#### What you will do
In the material below, the required lines run from the one containing "shooting and outline each with a box." through the one containing "From the provided photo, locate every instance of player's short". Copy those lines exactly, ends included, and nothing else.
-- Opening Marker --
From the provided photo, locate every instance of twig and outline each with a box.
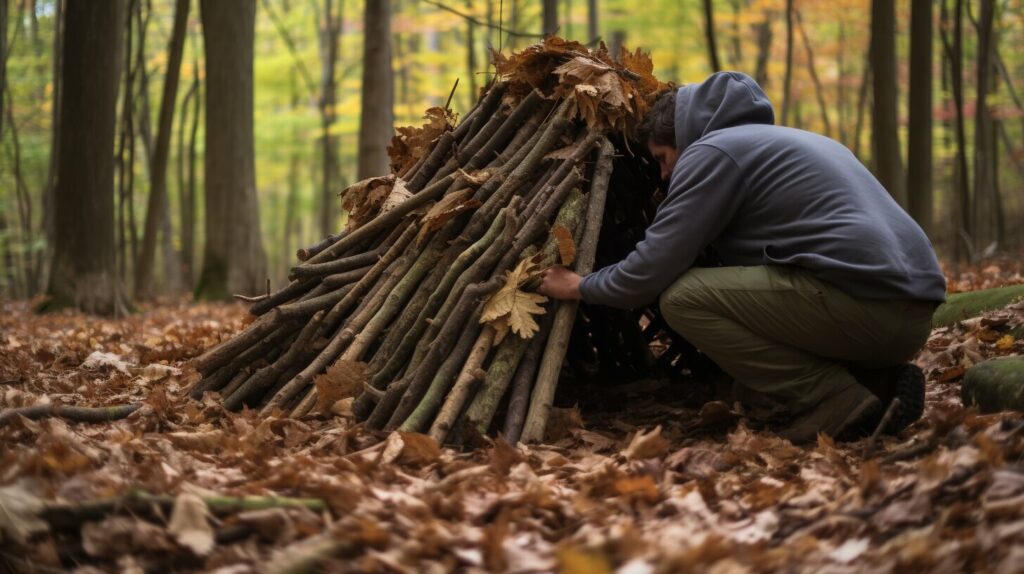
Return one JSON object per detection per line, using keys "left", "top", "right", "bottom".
{"left": 422, "top": 0, "right": 544, "bottom": 38}
{"left": 233, "top": 292, "right": 270, "bottom": 303}
{"left": 0, "top": 403, "right": 140, "bottom": 427}
{"left": 862, "top": 398, "right": 901, "bottom": 458}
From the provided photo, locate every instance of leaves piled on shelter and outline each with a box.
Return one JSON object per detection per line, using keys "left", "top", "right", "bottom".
{"left": 186, "top": 38, "right": 667, "bottom": 446}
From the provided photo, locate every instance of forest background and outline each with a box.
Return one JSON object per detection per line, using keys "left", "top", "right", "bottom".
{"left": 1, "top": 0, "right": 1022, "bottom": 312}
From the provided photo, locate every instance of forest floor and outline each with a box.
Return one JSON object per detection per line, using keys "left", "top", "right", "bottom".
{"left": 2, "top": 259, "right": 1024, "bottom": 573}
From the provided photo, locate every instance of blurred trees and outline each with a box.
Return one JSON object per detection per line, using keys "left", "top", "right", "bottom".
{"left": 44, "top": 0, "right": 127, "bottom": 315}
{"left": 2, "top": 0, "right": 1024, "bottom": 308}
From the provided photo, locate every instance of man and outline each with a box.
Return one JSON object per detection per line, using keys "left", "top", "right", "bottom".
{"left": 538, "top": 71, "right": 946, "bottom": 444}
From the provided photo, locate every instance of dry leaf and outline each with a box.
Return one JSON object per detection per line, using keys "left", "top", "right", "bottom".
{"left": 313, "top": 361, "right": 369, "bottom": 416}
{"left": 480, "top": 256, "right": 549, "bottom": 340}
{"left": 388, "top": 106, "right": 455, "bottom": 174}
{"left": 0, "top": 481, "right": 48, "bottom": 543}
{"left": 552, "top": 224, "right": 576, "bottom": 266}
{"left": 624, "top": 426, "right": 669, "bottom": 460}
{"left": 340, "top": 175, "right": 395, "bottom": 228}
{"left": 418, "top": 188, "right": 482, "bottom": 241}
{"left": 167, "top": 493, "right": 215, "bottom": 556}
{"left": 558, "top": 547, "right": 614, "bottom": 574}
{"left": 380, "top": 178, "right": 413, "bottom": 213}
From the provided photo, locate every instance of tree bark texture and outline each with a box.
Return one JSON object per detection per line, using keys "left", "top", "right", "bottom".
{"left": 357, "top": 0, "right": 394, "bottom": 179}
{"left": 196, "top": 0, "right": 268, "bottom": 300}
{"left": 870, "top": 0, "right": 907, "bottom": 206}
{"left": 136, "top": 0, "right": 190, "bottom": 299}
{"left": 543, "top": 0, "right": 558, "bottom": 36}
{"left": 46, "top": 0, "right": 127, "bottom": 316}
{"left": 702, "top": 0, "right": 721, "bottom": 73}
{"left": 907, "top": 0, "right": 934, "bottom": 237}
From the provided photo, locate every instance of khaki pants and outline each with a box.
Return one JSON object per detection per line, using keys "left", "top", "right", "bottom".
{"left": 658, "top": 266, "right": 935, "bottom": 414}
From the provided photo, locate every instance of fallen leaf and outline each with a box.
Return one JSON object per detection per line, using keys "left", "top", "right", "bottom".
{"left": 0, "top": 481, "right": 48, "bottom": 543}
{"left": 552, "top": 224, "right": 576, "bottom": 266}
{"left": 558, "top": 547, "right": 614, "bottom": 574}
{"left": 314, "top": 361, "right": 369, "bottom": 416}
{"left": 624, "top": 426, "right": 669, "bottom": 460}
{"left": 81, "top": 351, "right": 133, "bottom": 375}
{"left": 480, "top": 256, "right": 549, "bottom": 339}
{"left": 167, "top": 493, "right": 215, "bottom": 556}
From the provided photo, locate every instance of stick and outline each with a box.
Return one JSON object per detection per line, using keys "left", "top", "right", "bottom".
{"left": 0, "top": 403, "right": 140, "bottom": 427}
{"left": 862, "top": 398, "right": 902, "bottom": 458}
{"left": 521, "top": 138, "right": 613, "bottom": 443}
{"left": 428, "top": 327, "right": 496, "bottom": 444}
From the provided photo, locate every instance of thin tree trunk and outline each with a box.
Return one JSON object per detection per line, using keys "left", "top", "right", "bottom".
{"left": 176, "top": 72, "right": 198, "bottom": 290}
{"left": 940, "top": 0, "right": 971, "bottom": 259}
{"left": 318, "top": 0, "right": 340, "bottom": 239}
{"left": 136, "top": 0, "right": 190, "bottom": 298}
{"left": 971, "top": 0, "right": 996, "bottom": 250}
{"left": 5, "top": 84, "right": 37, "bottom": 295}
{"left": 465, "top": 0, "right": 477, "bottom": 101}
{"left": 907, "top": 0, "right": 934, "bottom": 236}
{"left": 45, "top": 0, "right": 128, "bottom": 316}
{"left": 837, "top": 19, "right": 848, "bottom": 146}
{"left": 795, "top": 11, "right": 832, "bottom": 138}
{"left": 185, "top": 50, "right": 200, "bottom": 289}
{"left": 196, "top": 0, "right": 268, "bottom": 299}
{"left": 729, "top": 0, "right": 743, "bottom": 68}
{"left": 780, "top": 0, "right": 794, "bottom": 124}
{"left": 587, "top": 0, "right": 597, "bottom": 43}
{"left": 543, "top": 0, "right": 557, "bottom": 36}
{"left": 356, "top": 0, "right": 393, "bottom": 179}
{"left": 1, "top": 0, "right": 7, "bottom": 141}
{"left": 702, "top": 0, "right": 721, "bottom": 73}
{"left": 40, "top": 0, "right": 63, "bottom": 291}
{"left": 116, "top": 0, "right": 137, "bottom": 282}
{"left": 753, "top": 11, "right": 772, "bottom": 88}
{"left": 853, "top": 53, "right": 871, "bottom": 161}
{"left": 870, "top": 0, "right": 906, "bottom": 206}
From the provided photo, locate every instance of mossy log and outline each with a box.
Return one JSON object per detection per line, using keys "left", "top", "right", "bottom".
{"left": 962, "top": 356, "right": 1024, "bottom": 413}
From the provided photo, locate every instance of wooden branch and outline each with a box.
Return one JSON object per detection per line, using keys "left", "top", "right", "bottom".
{"left": 223, "top": 311, "right": 326, "bottom": 411}
{"left": 290, "top": 249, "right": 381, "bottom": 280}
{"left": 366, "top": 277, "right": 504, "bottom": 429}
{"left": 502, "top": 311, "right": 556, "bottom": 443}
{"left": 457, "top": 333, "right": 530, "bottom": 439}
{"left": 249, "top": 278, "right": 319, "bottom": 316}
{"left": 396, "top": 320, "right": 485, "bottom": 433}
{"left": 427, "top": 327, "right": 496, "bottom": 444}
{"left": 40, "top": 492, "right": 326, "bottom": 531}
{"left": 352, "top": 205, "right": 511, "bottom": 419}
{"left": 421, "top": 0, "right": 545, "bottom": 38}
{"left": 0, "top": 403, "right": 140, "bottom": 427}
{"left": 192, "top": 312, "right": 279, "bottom": 375}
{"left": 862, "top": 398, "right": 902, "bottom": 458}
{"left": 298, "top": 172, "right": 456, "bottom": 267}
{"left": 521, "top": 138, "right": 613, "bottom": 443}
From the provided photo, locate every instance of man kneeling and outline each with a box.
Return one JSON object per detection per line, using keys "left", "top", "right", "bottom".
{"left": 539, "top": 71, "right": 945, "bottom": 444}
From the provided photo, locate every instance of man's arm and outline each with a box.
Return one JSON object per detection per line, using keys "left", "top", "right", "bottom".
{"left": 563, "top": 144, "right": 745, "bottom": 309}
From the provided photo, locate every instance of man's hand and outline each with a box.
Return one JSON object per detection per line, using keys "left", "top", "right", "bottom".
{"left": 538, "top": 265, "right": 583, "bottom": 301}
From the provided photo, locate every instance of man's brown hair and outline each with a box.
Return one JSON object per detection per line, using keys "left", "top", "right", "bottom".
{"left": 637, "top": 89, "right": 676, "bottom": 148}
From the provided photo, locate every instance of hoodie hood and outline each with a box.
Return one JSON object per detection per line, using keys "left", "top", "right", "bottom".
{"left": 674, "top": 71, "right": 775, "bottom": 152}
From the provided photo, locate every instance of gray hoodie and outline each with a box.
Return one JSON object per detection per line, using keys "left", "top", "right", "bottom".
{"left": 579, "top": 72, "right": 946, "bottom": 309}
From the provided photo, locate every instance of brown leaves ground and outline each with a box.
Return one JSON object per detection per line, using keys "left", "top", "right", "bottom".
{"left": 1, "top": 261, "right": 1024, "bottom": 572}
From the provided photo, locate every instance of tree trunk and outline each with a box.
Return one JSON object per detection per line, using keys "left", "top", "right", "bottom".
{"left": 702, "top": 0, "right": 721, "bottom": 73}
{"left": 196, "top": 0, "right": 268, "bottom": 299}
{"left": 1, "top": 0, "right": 7, "bottom": 141}
{"left": 753, "top": 11, "right": 772, "bottom": 88}
{"left": 972, "top": 0, "right": 996, "bottom": 251}
{"left": 319, "top": 0, "right": 340, "bottom": 238}
{"left": 40, "top": 0, "right": 63, "bottom": 291}
{"left": 587, "top": 0, "right": 598, "bottom": 43}
{"left": 136, "top": 0, "right": 190, "bottom": 299}
{"left": 780, "top": 0, "right": 793, "bottom": 124}
{"left": 45, "top": 0, "right": 128, "bottom": 316}
{"left": 907, "top": 0, "right": 933, "bottom": 237}
{"left": 870, "top": 0, "right": 906, "bottom": 206}
{"left": 357, "top": 0, "right": 393, "bottom": 179}
{"left": 543, "top": 0, "right": 558, "bottom": 36}
{"left": 940, "top": 0, "right": 971, "bottom": 259}
{"left": 177, "top": 70, "right": 199, "bottom": 290}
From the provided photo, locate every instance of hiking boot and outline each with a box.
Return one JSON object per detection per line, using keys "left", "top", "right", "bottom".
{"left": 851, "top": 363, "right": 926, "bottom": 435}
{"left": 777, "top": 383, "right": 883, "bottom": 445}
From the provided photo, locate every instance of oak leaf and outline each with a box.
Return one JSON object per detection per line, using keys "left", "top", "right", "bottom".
{"left": 167, "top": 493, "right": 215, "bottom": 556}
{"left": 418, "top": 188, "right": 482, "bottom": 243}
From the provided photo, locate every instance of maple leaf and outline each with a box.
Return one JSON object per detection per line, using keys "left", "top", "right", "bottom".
{"left": 480, "top": 256, "right": 549, "bottom": 340}
{"left": 552, "top": 224, "right": 576, "bottom": 266}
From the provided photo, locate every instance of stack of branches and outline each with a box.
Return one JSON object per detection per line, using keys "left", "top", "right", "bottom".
{"left": 190, "top": 38, "right": 667, "bottom": 446}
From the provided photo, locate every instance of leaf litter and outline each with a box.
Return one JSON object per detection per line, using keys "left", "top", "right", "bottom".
{"left": 0, "top": 261, "right": 1023, "bottom": 572}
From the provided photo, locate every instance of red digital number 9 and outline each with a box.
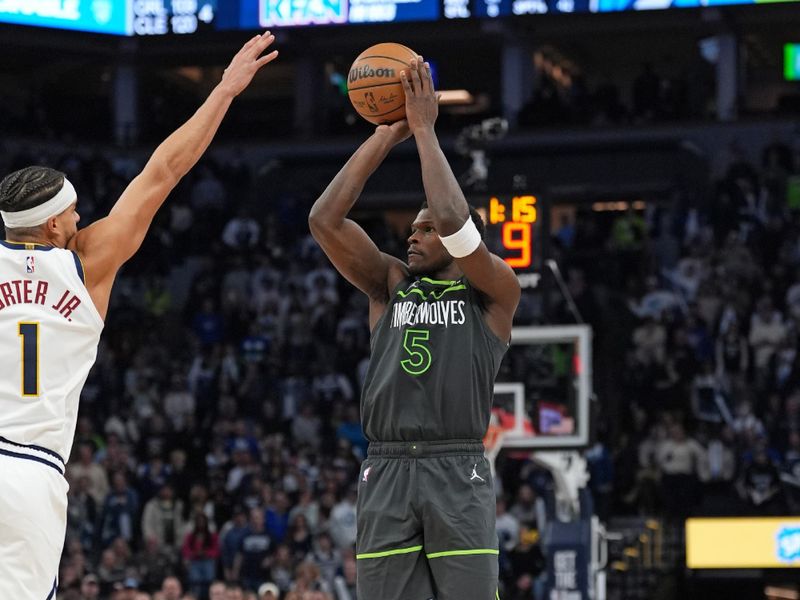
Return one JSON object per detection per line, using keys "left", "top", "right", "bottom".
{"left": 502, "top": 222, "right": 531, "bottom": 269}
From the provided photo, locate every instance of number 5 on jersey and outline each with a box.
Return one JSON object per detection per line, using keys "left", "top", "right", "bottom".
{"left": 401, "top": 328, "right": 432, "bottom": 376}
{"left": 18, "top": 322, "right": 40, "bottom": 397}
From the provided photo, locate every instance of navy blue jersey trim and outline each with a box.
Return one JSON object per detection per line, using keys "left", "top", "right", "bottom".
{"left": 45, "top": 578, "right": 57, "bottom": 600}
{"left": 0, "top": 435, "right": 65, "bottom": 464}
{"left": 71, "top": 250, "right": 85, "bottom": 284}
{"left": 0, "top": 240, "right": 54, "bottom": 251}
{"left": 0, "top": 448, "right": 64, "bottom": 475}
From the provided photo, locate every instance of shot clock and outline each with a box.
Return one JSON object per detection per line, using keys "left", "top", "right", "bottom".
{"left": 485, "top": 195, "right": 540, "bottom": 273}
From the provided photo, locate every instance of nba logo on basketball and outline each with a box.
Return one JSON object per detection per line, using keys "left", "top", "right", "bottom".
{"left": 25, "top": 257, "right": 34, "bottom": 274}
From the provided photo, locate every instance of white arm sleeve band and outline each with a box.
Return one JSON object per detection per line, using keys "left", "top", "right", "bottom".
{"left": 439, "top": 217, "right": 482, "bottom": 258}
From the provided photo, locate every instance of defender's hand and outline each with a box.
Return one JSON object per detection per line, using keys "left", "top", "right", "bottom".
{"left": 401, "top": 57, "right": 440, "bottom": 133}
{"left": 375, "top": 119, "right": 411, "bottom": 145}
{"left": 220, "top": 31, "right": 279, "bottom": 97}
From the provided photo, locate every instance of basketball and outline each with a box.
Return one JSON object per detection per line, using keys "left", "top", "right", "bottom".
{"left": 347, "top": 42, "right": 418, "bottom": 125}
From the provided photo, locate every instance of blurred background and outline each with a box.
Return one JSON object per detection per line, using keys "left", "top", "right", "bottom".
{"left": 3, "top": 1, "right": 800, "bottom": 599}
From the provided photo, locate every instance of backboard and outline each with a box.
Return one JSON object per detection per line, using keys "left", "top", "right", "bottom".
{"left": 489, "top": 324, "right": 592, "bottom": 453}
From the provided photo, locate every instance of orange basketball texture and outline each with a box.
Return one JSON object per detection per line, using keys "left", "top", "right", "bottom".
{"left": 347, "top": 43, "right": 418, "bottom": 125}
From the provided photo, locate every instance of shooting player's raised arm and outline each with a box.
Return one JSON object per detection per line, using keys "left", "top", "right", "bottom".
{"left": 402, "top": 57, "right": 520, "bottom": 340}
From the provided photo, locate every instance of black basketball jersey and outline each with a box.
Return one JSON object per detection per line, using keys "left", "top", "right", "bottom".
{"left": 360, "top": 276, "right": 508, "bottom": 441}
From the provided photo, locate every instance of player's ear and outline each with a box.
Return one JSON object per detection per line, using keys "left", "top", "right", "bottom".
{"left": 45, "top": 216, "right": 59, "bottom": 234}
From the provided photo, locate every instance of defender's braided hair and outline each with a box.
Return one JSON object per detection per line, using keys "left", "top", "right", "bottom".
{"left": 0, "top": 166, "right": 66, "bottom": 214}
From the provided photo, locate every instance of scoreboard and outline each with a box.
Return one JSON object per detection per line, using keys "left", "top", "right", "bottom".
{"left": 482, "top": 194, "right": 542, "bottom": 289}
{"left": 1, "top": 0, "right": 797, "bottom": 35}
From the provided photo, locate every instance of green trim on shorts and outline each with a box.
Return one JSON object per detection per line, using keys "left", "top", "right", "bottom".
{"left": 356, "top": 545, "right": 424, "bottom": 560}
{"left": 426, "top": 549, "right": 500, "bottom": 559}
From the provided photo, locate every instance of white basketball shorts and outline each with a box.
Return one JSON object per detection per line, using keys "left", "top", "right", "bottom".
{"left": 0, "top": 440, "right": 69, "bottom": 600}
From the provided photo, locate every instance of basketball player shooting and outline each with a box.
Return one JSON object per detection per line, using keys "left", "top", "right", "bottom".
{"left": 309, "top": 57, "right": 521, "bottom": 600}
{"left": 0, "top": 32, "right": 278, "bottom": 600}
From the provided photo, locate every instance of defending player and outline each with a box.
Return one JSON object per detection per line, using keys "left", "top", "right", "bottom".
{"left": 309, "top": 57, "right": 521, "bottom": 599}
{"left": 0, "top": 32, "right": 278, "bottom": 600}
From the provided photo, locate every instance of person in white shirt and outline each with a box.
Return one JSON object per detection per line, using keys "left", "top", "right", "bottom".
{"left": 0, "top": 33, "right": 279, "bottom": 600}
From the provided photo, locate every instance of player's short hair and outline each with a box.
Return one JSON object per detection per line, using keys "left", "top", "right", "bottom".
{"left": 420, "top": 201, "right": 486, "bottom": 240}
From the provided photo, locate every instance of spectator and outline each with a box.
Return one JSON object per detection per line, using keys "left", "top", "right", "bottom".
{"left": 265, "top": 491, "right": 292, "bottom": 544}
{"left": 136, "top": 536, "right": 180, "bottom": 593}
{"left": 509, "top": 484, "right": 539, "bottom": 529}
{"left": 496, "top": 496, "right": 520, "bottom": 554}
{"left": 162, "top": 576, "right": 184, "bottom": 600}
{"left": 182, "top": 512, "right": 221, "bottom": 598}
{"left": 68, "top": 441, "right": 110, "bottom": 505}
{"left": 220, "top": 506, "right": 250, "bottom": 581}
{"left": 222, "top": 208, "right": 261, "bottom": 250}
{"left": 233, "top": 508, "right": 272, "bottom": 592}
{"left": 257, "top": 582, "right": 280, "bottom": 600}
{"left": 306, "top": 532, "right": 341, "bottom": 590}
{"left": 287, "top": 490, "right": 320, "bottom": 534}
{"left": 328, "top": 488, "right": 357, "bottom": 550}
{"left": 101, "top": 472, "right": 140, "bottom": 548}
{"left": 335, "top": 406, "right": 367, "bottom": 460}
{"left": 225, "top": 583, "right": 245, "bottom": 600}
{"left": 209, "top": 581, "right": 227, "bottom": 600}
{"left": 332, "top": 555, "right": 356, "bottom": 600}
{"left": 286, "top": 513, "right": 313, "bottom": 559}
{"left": 291, "top": 404, "right": 322, "bottom": 451}
{"left": 97, "top": 547, "right": 126, "bottom": 594}
{"left": 655, "top": 422, "right": 704, "bottom": 518}
{"left": 739, "top": 444, "right": 785, "bottom": 515}
{"left": 66, "top": 474, "right": 99, "bottom": 554}
{"left": 142, "top": 483, "right": 185, "bottom": 553}
{"left": 164, "top": 373, "right": 197, "bottom": 433}
{"left": 697, "top": 426, "right": 738, "bottom": 514}
{"left": 749, "top": 295, "right": 787, "bottom": 382}
{"left": 80, "top": 573, "right": 101, "bottom": 600}
{"left": 715, "top": 319, "right": 749, "bottom": 393}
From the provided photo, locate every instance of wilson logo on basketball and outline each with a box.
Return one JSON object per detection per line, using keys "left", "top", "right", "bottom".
{"left": 349, "top": 66, "right": 397, "bottom": 84}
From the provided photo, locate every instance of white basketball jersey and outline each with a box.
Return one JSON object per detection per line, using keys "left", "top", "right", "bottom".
{"left": 0, "top": 241, "right": 103, "bottom": 463}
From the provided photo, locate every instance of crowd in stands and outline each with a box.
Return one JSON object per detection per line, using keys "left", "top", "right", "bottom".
-- Closing Marker --
#### Response box
From the provided photo, locate every instance of basketball player shooting and outline each with a box.
Return one JSON object per detection per line, using keys "left", "top", "right", "bottom".
{"left": 309, "top": 57, "right": 521, "bottom": 600}
{"left": 0, "top": 32, "right": 278, "bottom": 600}
From the provided photo, locate every instance of defending player and outline each with a box.
Return one JSON object per detection per line, using keys "left", "top", "right", "bottom".
{"left": 309, "top": 57, "right": 521, "bottom": 599}
{"left": 0, "top": 32, "right": 278, "bottom": 600}
From the provided photo, locate every instance of person in white shirt and outline each with a box.
Return one JSON object per detection per line, using keys "left", "top", "right", "bottom".
{"left": 0, "top": 33, "right": 279, "bottom": 600}
From the provided photo, locate every instance of player's short hair and outline each with a box.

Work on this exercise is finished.